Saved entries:
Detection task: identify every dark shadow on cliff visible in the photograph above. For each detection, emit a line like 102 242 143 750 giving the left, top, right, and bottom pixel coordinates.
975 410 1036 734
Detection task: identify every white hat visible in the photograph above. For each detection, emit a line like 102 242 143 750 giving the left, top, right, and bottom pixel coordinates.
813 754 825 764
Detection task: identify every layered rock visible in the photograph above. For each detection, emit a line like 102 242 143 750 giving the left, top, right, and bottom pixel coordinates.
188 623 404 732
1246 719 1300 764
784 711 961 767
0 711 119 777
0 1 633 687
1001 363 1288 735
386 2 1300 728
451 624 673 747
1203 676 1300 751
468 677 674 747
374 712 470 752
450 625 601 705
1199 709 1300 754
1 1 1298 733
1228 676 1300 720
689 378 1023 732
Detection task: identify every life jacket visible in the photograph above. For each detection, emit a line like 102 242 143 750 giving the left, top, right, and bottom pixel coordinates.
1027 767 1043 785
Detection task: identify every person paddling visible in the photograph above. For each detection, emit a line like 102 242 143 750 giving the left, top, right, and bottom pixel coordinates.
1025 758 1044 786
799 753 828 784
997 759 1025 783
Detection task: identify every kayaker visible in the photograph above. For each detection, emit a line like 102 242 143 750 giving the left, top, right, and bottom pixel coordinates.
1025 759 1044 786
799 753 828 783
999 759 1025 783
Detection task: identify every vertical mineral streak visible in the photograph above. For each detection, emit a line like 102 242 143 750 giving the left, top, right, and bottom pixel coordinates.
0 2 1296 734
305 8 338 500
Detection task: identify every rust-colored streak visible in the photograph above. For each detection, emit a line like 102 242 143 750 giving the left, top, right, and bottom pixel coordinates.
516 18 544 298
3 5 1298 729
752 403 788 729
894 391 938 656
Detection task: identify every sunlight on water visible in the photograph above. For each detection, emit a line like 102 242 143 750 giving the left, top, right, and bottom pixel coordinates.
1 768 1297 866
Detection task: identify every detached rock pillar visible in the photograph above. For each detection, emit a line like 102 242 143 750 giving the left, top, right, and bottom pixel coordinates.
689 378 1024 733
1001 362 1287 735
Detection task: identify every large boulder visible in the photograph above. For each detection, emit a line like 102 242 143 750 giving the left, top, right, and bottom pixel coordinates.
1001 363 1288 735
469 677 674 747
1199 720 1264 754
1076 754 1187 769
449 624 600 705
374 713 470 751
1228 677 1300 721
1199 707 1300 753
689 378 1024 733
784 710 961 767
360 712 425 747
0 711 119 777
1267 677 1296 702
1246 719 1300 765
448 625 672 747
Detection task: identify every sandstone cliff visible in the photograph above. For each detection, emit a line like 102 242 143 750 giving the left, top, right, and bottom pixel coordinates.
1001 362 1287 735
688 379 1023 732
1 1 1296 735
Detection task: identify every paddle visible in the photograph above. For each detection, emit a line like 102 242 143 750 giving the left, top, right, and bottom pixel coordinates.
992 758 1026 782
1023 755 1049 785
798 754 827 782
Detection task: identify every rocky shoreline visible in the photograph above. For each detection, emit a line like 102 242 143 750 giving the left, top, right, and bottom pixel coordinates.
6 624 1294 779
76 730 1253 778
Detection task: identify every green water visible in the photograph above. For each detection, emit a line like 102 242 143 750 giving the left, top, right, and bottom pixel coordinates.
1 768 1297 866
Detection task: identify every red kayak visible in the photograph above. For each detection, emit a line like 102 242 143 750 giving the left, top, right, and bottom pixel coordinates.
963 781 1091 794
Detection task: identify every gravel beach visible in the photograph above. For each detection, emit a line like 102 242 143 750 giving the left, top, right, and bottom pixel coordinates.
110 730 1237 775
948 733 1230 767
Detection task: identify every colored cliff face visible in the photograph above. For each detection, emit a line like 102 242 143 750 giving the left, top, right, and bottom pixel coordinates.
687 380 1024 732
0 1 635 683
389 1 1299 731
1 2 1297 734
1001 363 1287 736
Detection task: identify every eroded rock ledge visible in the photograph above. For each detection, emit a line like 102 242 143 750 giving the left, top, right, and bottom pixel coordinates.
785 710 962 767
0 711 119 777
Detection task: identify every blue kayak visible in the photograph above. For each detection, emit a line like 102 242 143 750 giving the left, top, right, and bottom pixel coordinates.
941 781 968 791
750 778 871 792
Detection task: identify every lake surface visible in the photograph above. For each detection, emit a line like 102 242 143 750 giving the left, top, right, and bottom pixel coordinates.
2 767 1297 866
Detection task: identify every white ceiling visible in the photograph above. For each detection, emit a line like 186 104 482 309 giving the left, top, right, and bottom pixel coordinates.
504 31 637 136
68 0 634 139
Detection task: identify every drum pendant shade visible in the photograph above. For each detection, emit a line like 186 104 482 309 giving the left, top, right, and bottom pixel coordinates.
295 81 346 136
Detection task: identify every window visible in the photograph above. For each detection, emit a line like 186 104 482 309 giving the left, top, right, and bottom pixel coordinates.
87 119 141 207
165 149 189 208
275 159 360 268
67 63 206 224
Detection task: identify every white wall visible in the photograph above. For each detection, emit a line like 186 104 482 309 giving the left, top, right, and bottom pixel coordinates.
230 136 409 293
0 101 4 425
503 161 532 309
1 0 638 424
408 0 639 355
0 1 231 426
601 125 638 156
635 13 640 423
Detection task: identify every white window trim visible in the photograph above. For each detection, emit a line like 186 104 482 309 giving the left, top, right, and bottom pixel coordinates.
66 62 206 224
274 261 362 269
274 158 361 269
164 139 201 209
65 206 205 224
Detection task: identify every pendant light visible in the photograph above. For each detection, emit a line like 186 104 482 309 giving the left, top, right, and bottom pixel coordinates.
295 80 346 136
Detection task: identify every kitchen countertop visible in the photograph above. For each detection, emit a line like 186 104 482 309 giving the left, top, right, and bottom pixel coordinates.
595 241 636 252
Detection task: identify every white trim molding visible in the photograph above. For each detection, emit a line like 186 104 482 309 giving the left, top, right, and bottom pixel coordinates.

Exercise goal » Reproduce the data shown above in its entirety, keeping each word as it is.

Answer section »
Detection task: identify every dark shadow on cliff visible in the photograph above. For each detection, emit a line like 102 242 143 750 giving the left, top, right, and bottom pixel coordinates.
975 410 1036 734
Detection task: identify every white hat visible in the photograph above. For each detection, emit a line like 102 242 143 750 giving the left, top, right, and bottom pixel coordinates.
813 754 825 764
Detection task: identify every layered rock visible in the photograph above. For each detection, emit a line like 102 242 143 750 giving the left, top, right, and bottom pixel coordinates.
188 623 404 732
1246 719 1300 764
784 711 961 767
0 711 119 777
0 1 633 687
1001 363 1288 735
386 2 1300 728
451 624 673 747
1203 676 1300 751
468 677 674 747
374 712 470 752
450 625 601 705
1199 709 1300 754
1 1 1298 733
1228 676 1300 720
689 378 1023 732
Detection task: identify every life jacket visible in the photograph above. For each detection, emit a line like 102 242 143 750 giving the left, top, right, and bottom pixel coordinates.
1027 767 1043 785
Detection task: identify every person paddling visible in the photograph above. For each detection, emit a line like 102 242 143 750 giving the left, top, right, and bottom pixel coordinates.
1025 758 1044 786
799 753 828 784
997 759 1025 783
Detection task: identify every kayaker visible in the photograph above. For each detection, emit a line like 102 242 143 750 giving the left, top, right, and bottom pixel coordinates.
1025 759 1044 786
799 753 828 783
999 759 1025 783
Detection task: identify every vertical mineral streak visible in the photograph above. For each detection, emit a line like 102 242 143 750 giving the left, top, right, and bottom pixel coordinates.
0 2 1296 734
305 8 338 500
Detection task: identify every rust-colored streak visible in the photograph above. For each detection, emit a line like 102 242 143 750 giving the left, top, right, and bottom pixel coordinates.
516 18 544 298
3 5 1298 729
752 403 788 729
894 391 938 656
Detection task: identify every sunlight on water visible in the photograph above. For each detection, emit a line like 102 242 143 750 giving the left, top, right, and bottom pixel coordinates.
1 768 1297 866
Detection task: identify every detached rock pillar visible in the photograph above. For each detection, emit a line like 102 242 143 750 giving the left, top, right, and bottom pixel coordinates.
689 378 1024 733
1001 362 1287 735
Detection task: identify every large boulder visible in the photograph above. For each detection, emit a line like 102 242 143 750 giving the left, top, right, and bottom pixel coordinates.
1001 363 1288 735
469 677 674 747
1199 720 1264 754
1076 754 1187 769
449 624 600 705
374 713 470 751
1228 677 1300 721
1199 707 1300 753
689 378 1024 733
784 710 961 767
360 712 425 747
0 711 119 777
1267 677 1296 702
1246 719 1300 765
448 625 672 747
Detection task: identify every sandstone cliff visible in the photograph above. For each detection, emit a line like 102 242 143 750 giving the left, top, right, and bottom pixel coordinates.
1001 362 1287 735
688 379 1023 732
1 1 1296 735
Detection task: identify every paddle visible in the photograph above. For each detection, emit a line like 102 242 143 750 giving the left, top, right, and bottom pixel coordinates.
992 758 1026 782
1023 755 1049 785
798 754 827 782
Detection task: identify every rocky shoreline visible in the photograph above. For each detection, emit a line like 102 242 143 750 giving the left, top, right, and bottom pixel coordinates.
6 624 1294 779
76 730 1253 778
Detection task: identify every green water visible in the photograph above. For each detection, emit a line like 102 242 143 750 giving the left, top, right, and bottom pixel coordinates.
1 768 1297 866
Detection task: identify every red kayak visible in the photograph above. For each detection, emit a line like 102 242 143 750 giving the left, top, right, and bottom pixel coordinates.
963 781 1091 794
Detection task: identify every gravel beach visible in the photograph above. For each detection, emit a line like 102 242 143 750 giving the left, top, right, and bottom pixel coordinates.
110 730 1237 775
948 733 1230 767
Detection task: identify every colored cliff face visible in the photograph above. For each detection, emit a line like 102 242 143 750 giving the left, top, right, and bottom pixel coordinates.
687 380 1024 732
0 1 635 683
389 1 1299 731
1 2 1297 734
1001 363 1287 736
Detection task: identify every eroded rock ledge visible in the photograph above. For each detection, emit a line like 102 242 143 750 giving the left, top, right, and bottom pixel coordinates.
785 710 962 767
0 711 119 777
Detection task: identify every blue kayak visible in the photograph above. For each detection, emit a line like 102 242 143 750 giving the left, top, right, and bottom pixel coordinates.
941 781 968 791
750 778 871 792
Detection task: identify every lake surface visible in the photograph above. For each detection, emit a line like 102 242 143 750 giving the left, top, right, and bottom pixel coordinates.
2 767 1297 866
Detection task: identify every white ceiling visible in the photograph above. For each detection, emit a line like 186 104 482 309 giving the left, top, right, and bottom pixel coordinates.
504 31 637 136
68 0 634 139
Detection task: identify every drum pendant shade visible in the photograph above. For each detection, emit a line like 186 104 482 309 giving the left, top, right, and bottom pixel coordinates.
295 81 346 136
Detection task: identify every window visible in the photograph above. For each detection, emit a line like 186 104 482 309 giving the left, top, right, and bottom pixel coordinates.
87 119 141 207
165 149 189 208
275 159 360 268
67 63 206 224
Detection task: identify every white wall visible in the photograph above. For each detection, emit a line like 186 104 482 309 giving the left, top, right, and bottom pixel coordinates.
230 136 409 293
0 101 4 425
503 161 532 309
1 0 638 424
408 0 639 355
0 1 231 426
601 125 638 156
635 13 640 423
Detection task: identify every white window trim visible in the photograph above. For each detection, emit a line like 186 104 482 309 giving the left, top, right, and bottom pixel coordinates.
66 62 206 224
274 261 362 269
274 158 361 269
164 139 201 209
65 206 205 224
Detection task: identify every pendant light visible in the photograph above. For each detection, emit a line like 186 104 482 309 giving the left, top, right, and bottom pixel coordinates.
295 80 346 136
Detection task: identify every kitchen countertop visible in the photograph above. For each detection, emit a line like 186 104 482 309 giving the left, top, right, and bottom pixel coordinates.
595 241 636 252
Detection task: identify every white trim molding visible in the photograph above. For each detection, emit a line like 186 104 482 309 giving the left, top, right, and bottom pixel coordinates.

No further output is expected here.